Rewrite the entries starting at the line that contains "For the intersection" and ending at the line that contains "[(764, 467)]", requests included. Multiply every point coordinate in the answers by 2.35 and round to whole numbers, with halves going up, but leave the numbers in the requests and their format samples as they are.

Dataset content

****************

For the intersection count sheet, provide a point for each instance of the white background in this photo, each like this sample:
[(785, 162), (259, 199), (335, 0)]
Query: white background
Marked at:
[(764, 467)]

****************

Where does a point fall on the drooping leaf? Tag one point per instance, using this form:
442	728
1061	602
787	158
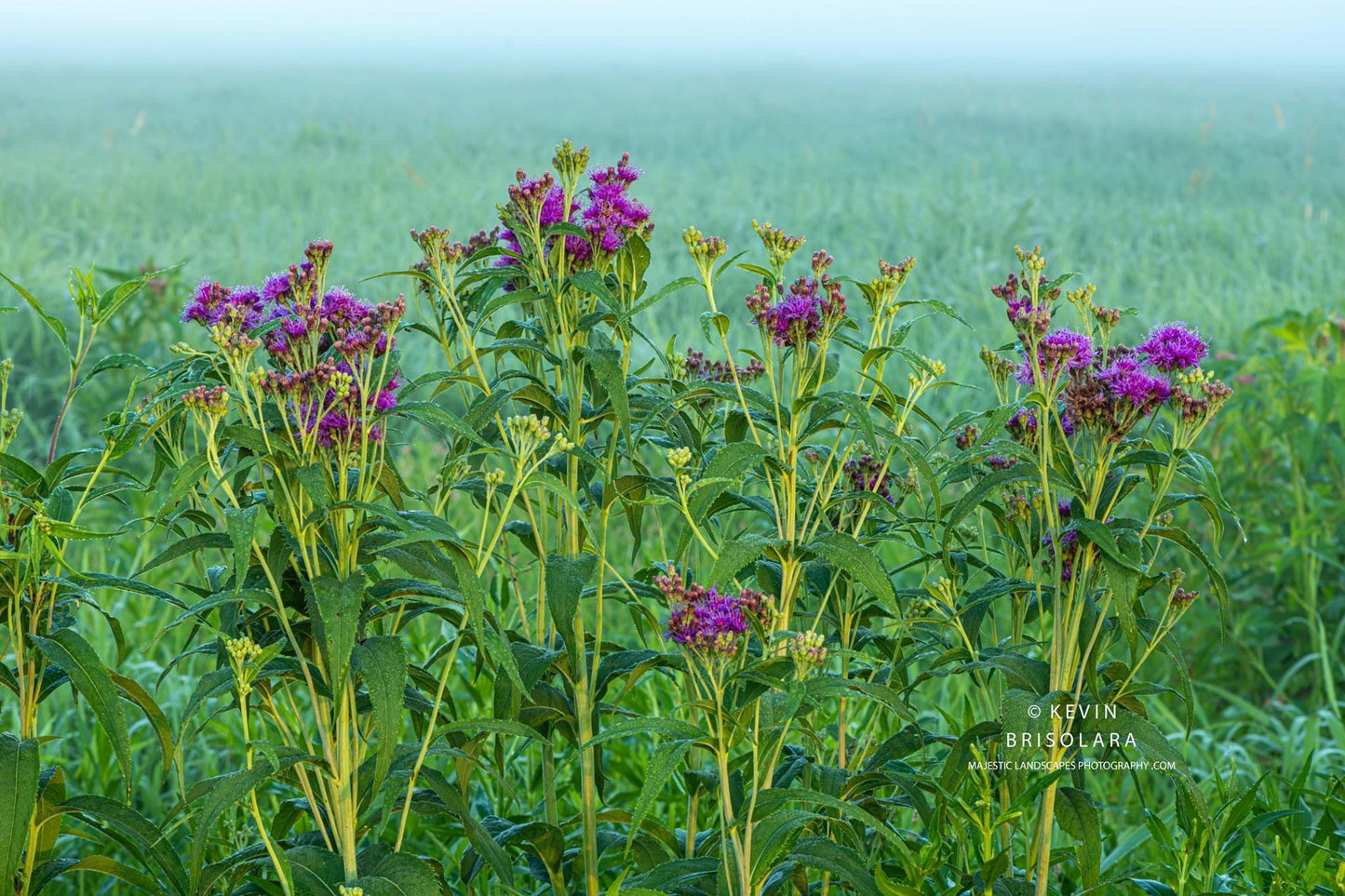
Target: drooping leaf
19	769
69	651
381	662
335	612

****************

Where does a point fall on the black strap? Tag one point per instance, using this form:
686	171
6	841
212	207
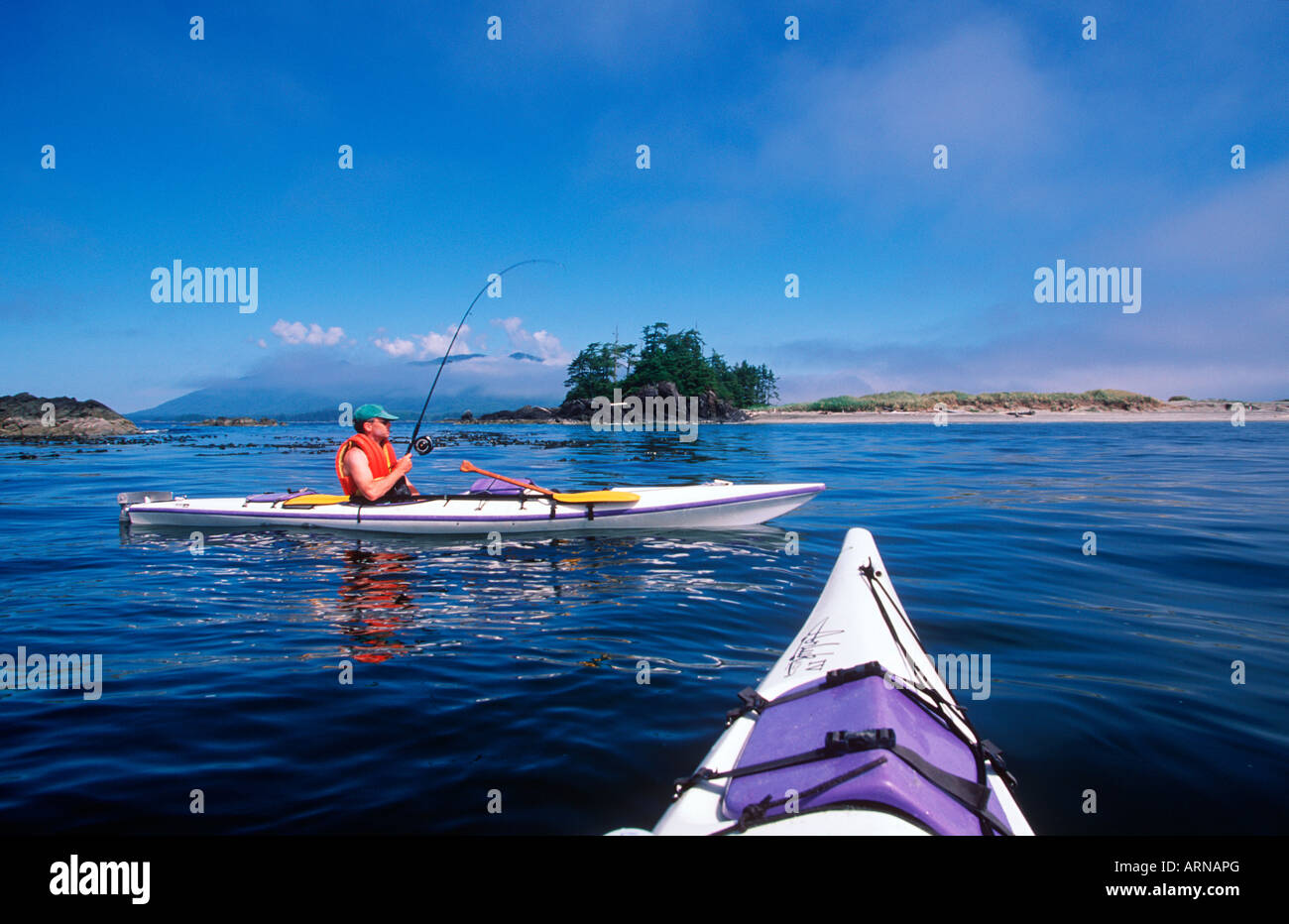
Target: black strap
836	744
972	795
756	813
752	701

****************

Result
For the intersection count sheet, provide a point for each instance of the white background in this photo, each like this sample:
[(785, 162), (259, 199), (335, 0)]
Query: white background
Marked at:
[(1795, 1097)]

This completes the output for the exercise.